§ **Your task**: Switch "van" to "minibus" everywhere in the rows below, starting at the first row and ending at the line that contains "top-left (519, 225), bottom-right (536, 257)". Reproduce those lines with no other change.

--- START Records shown ---

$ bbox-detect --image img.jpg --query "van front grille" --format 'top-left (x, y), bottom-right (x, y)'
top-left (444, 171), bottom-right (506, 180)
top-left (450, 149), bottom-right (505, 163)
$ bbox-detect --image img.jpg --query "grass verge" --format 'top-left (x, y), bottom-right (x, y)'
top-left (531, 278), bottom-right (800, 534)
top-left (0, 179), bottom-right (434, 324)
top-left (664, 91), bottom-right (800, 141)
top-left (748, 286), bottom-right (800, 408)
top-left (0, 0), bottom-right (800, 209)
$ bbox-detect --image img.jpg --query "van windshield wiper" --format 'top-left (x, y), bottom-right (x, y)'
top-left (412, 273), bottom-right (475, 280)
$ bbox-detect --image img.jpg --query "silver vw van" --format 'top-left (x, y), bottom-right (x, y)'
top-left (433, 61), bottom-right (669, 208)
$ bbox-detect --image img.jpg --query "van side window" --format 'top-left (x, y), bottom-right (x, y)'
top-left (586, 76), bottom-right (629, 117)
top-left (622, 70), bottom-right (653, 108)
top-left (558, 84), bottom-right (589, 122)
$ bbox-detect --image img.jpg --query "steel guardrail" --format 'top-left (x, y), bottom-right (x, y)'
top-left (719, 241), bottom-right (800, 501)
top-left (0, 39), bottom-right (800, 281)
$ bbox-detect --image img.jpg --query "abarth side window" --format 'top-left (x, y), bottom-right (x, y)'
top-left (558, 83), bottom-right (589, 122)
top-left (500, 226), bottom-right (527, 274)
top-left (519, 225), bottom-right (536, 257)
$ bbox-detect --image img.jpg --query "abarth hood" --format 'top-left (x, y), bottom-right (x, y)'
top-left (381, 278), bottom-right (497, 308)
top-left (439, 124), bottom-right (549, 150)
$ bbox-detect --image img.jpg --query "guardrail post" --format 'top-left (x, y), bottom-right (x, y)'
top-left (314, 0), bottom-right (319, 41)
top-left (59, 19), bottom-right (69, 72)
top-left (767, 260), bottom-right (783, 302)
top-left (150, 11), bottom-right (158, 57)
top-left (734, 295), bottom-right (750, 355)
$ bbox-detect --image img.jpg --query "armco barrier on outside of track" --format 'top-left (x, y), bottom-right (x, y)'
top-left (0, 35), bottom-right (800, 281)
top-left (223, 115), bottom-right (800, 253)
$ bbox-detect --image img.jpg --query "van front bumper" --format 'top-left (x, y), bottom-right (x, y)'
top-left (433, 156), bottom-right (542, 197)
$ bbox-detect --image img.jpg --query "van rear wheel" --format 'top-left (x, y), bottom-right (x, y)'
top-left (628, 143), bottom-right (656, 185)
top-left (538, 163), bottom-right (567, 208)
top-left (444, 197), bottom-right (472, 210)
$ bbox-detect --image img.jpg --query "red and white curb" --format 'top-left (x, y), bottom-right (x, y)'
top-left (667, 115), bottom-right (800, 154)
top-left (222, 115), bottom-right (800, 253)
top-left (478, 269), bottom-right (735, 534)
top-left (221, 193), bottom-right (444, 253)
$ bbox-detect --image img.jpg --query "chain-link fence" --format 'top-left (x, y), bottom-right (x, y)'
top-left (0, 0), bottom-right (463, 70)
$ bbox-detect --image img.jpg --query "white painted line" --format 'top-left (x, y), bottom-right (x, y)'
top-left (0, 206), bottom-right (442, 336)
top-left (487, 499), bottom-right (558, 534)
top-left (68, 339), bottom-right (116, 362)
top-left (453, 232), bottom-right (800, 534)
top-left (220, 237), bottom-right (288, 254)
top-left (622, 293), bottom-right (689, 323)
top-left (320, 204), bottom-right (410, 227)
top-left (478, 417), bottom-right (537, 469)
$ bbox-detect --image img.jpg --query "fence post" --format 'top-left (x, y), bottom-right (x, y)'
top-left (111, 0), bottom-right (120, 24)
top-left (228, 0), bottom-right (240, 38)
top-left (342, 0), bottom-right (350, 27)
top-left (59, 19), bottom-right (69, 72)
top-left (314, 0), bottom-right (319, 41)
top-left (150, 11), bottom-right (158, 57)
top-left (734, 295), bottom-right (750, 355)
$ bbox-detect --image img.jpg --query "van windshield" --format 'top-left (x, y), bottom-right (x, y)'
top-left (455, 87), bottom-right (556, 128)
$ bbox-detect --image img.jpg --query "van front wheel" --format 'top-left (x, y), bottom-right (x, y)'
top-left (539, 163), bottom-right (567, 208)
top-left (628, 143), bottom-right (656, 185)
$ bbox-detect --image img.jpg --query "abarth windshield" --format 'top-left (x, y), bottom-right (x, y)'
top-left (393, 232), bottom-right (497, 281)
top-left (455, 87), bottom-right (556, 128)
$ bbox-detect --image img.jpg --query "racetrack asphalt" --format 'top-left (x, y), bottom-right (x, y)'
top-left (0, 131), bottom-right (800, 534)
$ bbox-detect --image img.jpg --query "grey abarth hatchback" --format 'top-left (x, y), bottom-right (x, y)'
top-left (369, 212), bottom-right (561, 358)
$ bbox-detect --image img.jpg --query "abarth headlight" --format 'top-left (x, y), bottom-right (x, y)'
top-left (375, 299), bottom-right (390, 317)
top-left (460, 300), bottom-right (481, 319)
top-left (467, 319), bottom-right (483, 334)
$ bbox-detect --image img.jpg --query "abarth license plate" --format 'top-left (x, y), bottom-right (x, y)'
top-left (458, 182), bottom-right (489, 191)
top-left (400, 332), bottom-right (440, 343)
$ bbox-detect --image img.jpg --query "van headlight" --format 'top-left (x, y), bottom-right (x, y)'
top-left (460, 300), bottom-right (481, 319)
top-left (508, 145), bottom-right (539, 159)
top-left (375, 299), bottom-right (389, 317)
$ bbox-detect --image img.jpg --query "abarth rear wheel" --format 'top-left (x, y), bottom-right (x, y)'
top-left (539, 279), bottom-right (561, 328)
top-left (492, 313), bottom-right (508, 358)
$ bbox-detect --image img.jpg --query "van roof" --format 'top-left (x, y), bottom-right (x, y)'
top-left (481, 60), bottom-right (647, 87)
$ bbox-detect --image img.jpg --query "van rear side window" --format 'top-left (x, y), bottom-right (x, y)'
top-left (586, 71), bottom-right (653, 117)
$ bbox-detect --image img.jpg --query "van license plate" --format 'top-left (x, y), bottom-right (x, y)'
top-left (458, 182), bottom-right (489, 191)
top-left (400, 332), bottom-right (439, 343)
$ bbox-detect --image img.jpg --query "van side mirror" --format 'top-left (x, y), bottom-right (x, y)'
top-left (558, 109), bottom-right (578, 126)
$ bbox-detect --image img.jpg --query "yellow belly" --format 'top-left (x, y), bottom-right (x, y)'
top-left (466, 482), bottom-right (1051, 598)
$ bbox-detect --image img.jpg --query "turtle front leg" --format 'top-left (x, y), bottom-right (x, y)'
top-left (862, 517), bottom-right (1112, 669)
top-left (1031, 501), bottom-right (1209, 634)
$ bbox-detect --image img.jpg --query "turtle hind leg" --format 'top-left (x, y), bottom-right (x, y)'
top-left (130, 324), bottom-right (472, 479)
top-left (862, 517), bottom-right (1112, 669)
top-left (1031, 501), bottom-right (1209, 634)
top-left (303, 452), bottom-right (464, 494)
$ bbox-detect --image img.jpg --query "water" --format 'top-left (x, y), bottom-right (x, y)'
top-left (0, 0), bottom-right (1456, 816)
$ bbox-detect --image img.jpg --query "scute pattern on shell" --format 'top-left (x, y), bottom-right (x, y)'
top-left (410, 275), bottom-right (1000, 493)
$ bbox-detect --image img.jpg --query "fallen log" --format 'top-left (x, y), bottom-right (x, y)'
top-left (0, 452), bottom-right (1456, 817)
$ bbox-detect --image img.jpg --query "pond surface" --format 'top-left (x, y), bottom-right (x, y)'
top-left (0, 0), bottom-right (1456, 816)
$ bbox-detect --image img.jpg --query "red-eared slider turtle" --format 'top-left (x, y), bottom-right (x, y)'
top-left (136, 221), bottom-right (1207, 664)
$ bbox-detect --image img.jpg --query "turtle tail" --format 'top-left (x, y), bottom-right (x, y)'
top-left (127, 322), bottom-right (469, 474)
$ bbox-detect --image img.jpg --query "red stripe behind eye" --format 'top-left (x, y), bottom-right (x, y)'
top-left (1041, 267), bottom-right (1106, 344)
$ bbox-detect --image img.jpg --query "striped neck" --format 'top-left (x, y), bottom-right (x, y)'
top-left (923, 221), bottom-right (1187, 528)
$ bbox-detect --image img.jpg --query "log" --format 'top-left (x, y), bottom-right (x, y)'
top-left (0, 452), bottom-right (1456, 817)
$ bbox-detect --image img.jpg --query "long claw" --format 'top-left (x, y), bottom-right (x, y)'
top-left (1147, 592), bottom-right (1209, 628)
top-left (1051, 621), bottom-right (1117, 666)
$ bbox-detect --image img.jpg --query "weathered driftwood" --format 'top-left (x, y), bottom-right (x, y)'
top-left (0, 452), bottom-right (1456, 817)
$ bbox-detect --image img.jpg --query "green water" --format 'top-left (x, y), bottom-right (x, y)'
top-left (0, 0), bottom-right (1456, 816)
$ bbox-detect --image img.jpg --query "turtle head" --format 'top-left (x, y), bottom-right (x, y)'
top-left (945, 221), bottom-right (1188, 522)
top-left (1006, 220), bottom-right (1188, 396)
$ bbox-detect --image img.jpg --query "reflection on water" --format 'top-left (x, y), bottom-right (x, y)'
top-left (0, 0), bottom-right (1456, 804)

--- END Records shown ---

§ **Complete answer**:
$ bbox-detect --image img.jpg --query "minibus front grille" --format 'top-left (x, y), bottom-right (x, y)'
top-left (444, 171), bottom-right (506, 180)
top-left (450, 149), bottom-right (505, 163)
$ bbox-detect --image img.jpg --query "grass verge" --format 'top-left (x, y), bottom-right (x, y)'
top-left (531, 278), bottom-right (800, 534)
top-left (0, 179), bottom-right (434, 324)
top-left (664, 91), bottom-right (800, 141)
top-left (748, 286), bottom-right (800, 408)
top-left (0, 0), bottom-right (800, 209)
$ bbox-detect --image img.jpg --query "minibus windshield wiper" --format 'top-left (x, y), bottom-right (x, y)'
top-left (412, 273), bottom-right (475, 280)
$ bbox-detect --image img.jpg --query "silver vw minibus" --format 'top-left (x, y), bottom-right (x, y)'
top-left (433, 61), bottom-right (669, 208)
$ bbox-detect --image img.jpg --query "minibus side window" --format 'top-left (x, y), bottom-right (x, y)'
top-left (586, 76), bottom-right (629, 117)
top-left (622, 70), bottom-right (653, 108)
top-left (558, 84), bottom-right (589, 122)
$ bbox-detect --image img.jpg --query "steel guardrail" --format 'top-left (x, y), bottom-right (x, y)'
top-left (719, 241), bottom-right (800, 501)
top-left (0, 39), bottom-right (800, 281)
$ bbox-detect --image img.jpg --query "abarth side window" --format 'top-left (x, y), bottom-right (x, y)'
top-left (558, 83), bottom-right (589, 122)
top-left (500, 226), bottom-right (527, 274)
top-left (519, 225), bottom-right (536, 257)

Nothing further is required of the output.